Problem to solve:
Reproduce the listing from the line containing "Objective — for every instance of the paved" through the end of the listing, changing "put down one point" to "place a single point" and leaving everything else untouched.

Input rows:

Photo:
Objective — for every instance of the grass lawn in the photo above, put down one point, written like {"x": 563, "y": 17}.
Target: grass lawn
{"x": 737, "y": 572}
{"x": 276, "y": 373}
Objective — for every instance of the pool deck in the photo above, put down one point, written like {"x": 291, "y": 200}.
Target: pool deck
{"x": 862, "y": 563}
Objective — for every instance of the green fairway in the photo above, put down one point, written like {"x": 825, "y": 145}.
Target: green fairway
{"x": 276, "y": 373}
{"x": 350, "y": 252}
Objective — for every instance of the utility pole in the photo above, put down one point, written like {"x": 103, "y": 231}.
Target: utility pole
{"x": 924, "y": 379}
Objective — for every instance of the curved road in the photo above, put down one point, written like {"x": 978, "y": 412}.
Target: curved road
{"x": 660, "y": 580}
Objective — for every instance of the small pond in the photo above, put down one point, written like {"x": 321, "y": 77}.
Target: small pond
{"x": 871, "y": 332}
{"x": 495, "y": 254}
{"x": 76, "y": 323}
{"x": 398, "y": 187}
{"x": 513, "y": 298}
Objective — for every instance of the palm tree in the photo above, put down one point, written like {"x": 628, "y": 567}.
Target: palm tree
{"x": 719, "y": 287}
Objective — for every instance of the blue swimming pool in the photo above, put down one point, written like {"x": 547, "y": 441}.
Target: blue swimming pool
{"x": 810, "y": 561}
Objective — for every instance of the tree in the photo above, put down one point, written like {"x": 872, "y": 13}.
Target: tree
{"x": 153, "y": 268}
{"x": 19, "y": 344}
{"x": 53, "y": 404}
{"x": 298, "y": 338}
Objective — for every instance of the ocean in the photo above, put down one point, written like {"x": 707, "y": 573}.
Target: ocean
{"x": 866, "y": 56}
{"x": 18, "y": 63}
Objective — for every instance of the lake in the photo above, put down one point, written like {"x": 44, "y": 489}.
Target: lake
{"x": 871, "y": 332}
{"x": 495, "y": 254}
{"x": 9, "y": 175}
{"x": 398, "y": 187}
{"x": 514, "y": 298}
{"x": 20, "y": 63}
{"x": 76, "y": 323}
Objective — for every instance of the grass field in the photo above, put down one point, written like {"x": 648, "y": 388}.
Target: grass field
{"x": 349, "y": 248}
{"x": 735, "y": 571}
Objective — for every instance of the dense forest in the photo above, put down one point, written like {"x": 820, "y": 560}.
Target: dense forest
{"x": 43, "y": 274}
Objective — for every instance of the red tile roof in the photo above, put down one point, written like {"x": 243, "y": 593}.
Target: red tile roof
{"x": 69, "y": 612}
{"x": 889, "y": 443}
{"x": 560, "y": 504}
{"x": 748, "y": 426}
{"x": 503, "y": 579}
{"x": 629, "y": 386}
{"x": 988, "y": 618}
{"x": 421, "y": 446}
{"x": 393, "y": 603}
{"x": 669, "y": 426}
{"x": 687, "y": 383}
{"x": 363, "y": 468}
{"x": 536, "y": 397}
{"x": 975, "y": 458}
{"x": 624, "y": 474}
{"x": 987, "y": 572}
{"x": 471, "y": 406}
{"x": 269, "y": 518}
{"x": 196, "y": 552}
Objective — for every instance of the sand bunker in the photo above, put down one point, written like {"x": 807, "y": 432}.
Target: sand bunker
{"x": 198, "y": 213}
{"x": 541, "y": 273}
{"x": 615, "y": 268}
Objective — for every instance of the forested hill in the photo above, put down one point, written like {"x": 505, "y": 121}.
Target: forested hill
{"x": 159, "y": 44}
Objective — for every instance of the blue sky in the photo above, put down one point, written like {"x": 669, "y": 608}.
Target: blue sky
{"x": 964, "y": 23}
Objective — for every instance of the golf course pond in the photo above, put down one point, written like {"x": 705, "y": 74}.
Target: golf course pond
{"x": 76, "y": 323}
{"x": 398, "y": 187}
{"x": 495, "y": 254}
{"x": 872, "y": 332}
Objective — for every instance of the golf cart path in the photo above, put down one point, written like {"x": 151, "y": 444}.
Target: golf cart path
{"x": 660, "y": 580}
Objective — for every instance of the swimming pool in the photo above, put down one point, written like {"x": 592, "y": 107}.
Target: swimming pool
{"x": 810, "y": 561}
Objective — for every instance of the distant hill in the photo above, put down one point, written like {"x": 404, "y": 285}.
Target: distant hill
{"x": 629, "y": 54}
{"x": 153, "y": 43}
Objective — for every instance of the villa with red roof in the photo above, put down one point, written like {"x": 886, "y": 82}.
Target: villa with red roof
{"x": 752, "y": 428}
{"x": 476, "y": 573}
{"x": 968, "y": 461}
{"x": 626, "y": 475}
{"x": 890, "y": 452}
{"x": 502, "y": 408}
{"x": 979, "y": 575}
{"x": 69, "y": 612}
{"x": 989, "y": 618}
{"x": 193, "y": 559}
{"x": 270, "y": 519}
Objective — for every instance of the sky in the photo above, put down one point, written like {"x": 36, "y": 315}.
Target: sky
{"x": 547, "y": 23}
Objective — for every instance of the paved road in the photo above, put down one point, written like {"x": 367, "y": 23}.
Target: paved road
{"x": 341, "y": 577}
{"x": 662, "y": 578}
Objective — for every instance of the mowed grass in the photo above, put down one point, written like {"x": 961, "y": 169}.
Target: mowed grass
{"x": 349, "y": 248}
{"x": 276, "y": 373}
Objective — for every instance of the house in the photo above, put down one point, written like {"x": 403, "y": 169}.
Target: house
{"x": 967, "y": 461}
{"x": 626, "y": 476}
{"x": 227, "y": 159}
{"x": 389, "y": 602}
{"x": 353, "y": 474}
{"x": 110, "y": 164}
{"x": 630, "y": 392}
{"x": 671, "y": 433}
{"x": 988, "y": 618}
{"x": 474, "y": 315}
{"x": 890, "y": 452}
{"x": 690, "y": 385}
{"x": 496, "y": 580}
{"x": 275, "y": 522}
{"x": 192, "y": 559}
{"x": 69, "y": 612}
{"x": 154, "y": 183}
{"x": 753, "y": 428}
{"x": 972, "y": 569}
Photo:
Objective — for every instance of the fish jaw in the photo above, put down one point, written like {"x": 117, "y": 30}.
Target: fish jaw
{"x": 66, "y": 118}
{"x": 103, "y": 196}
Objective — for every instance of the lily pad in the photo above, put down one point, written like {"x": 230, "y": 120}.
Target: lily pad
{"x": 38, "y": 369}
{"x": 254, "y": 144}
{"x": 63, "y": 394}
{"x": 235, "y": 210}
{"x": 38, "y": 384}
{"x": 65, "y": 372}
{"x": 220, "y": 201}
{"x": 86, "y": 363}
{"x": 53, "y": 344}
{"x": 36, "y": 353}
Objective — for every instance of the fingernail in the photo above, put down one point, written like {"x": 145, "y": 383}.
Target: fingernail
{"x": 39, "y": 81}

Complete answer:
Objective — for every instance of the paved road in the photo above, place a single point, written like {"x": 367, "y": 23}.
Target: paved road
{"x": 341, "y": 577}
{"x": 662, "y": 578}
Objective — for every instance of the mowed grass in the photo above, place a single point, written like {"x": 961, "y": 169}.
Target: mowed grass
{"x": 349, "y": 248}
{"x": 276, "y": 373}
Objective — for every instance of the house in the photo above, place a single point, written like {"x": 403, "y": 169}.
Target: house
{"x": 967, "y": 461}
{"x": 626, "y": 476}
{"x": 227, "y": 159}
{"x": 389, "y": 602}
{"x": 353, "y": 474}
{"x": 110, "y": 164}
{"x": 630, "y": 392}
{"x": 671, "y": 433}
{"x": 988, "y": 618}
{"x": 474, "y": 315}
{"x": 890, "y": 452}
{"x": 690, "y": 385}
{"x": 496, "y": 580}
{"x": 275, "y": 522}
{"x": 192, "y": 559}
{"x": 69, "y": 612}
{"x": 154, "y": 183}
{"x": 753, "y": 428}
{"x": 972, "y": 569}
Photo:
Objective — for every instance of the fish jaw in the photo above, place a single point, written like {"x": 117, "y": 30}.
Target: fish jaw
{"x": 66, "y": 118}
{"x": 103, "y": 196}
Objective — for every instance of the lily pad in the photo above, place a single point, written like {"x": 230, "y": 120}.
Target: lily pad
{"x": 38, "y": 369}
{"x": 254, "y": 144}
{"x": 63, "y": 394}
{"x": 235, "y": 210}
{"x": 38, "y": 384}
{"x": 65, "y": 372}
{"x": 220, "y": 201}
{"x": 86, "y": 363}
{"x": 53, "y": 344}
{"x": 36, "y": 353}
Objective — for every instance of the fingernail in the photo above, place a single point, written like {"x": 145, "y": 383}.
Target: fingernail
{"x": 39, "y": 81}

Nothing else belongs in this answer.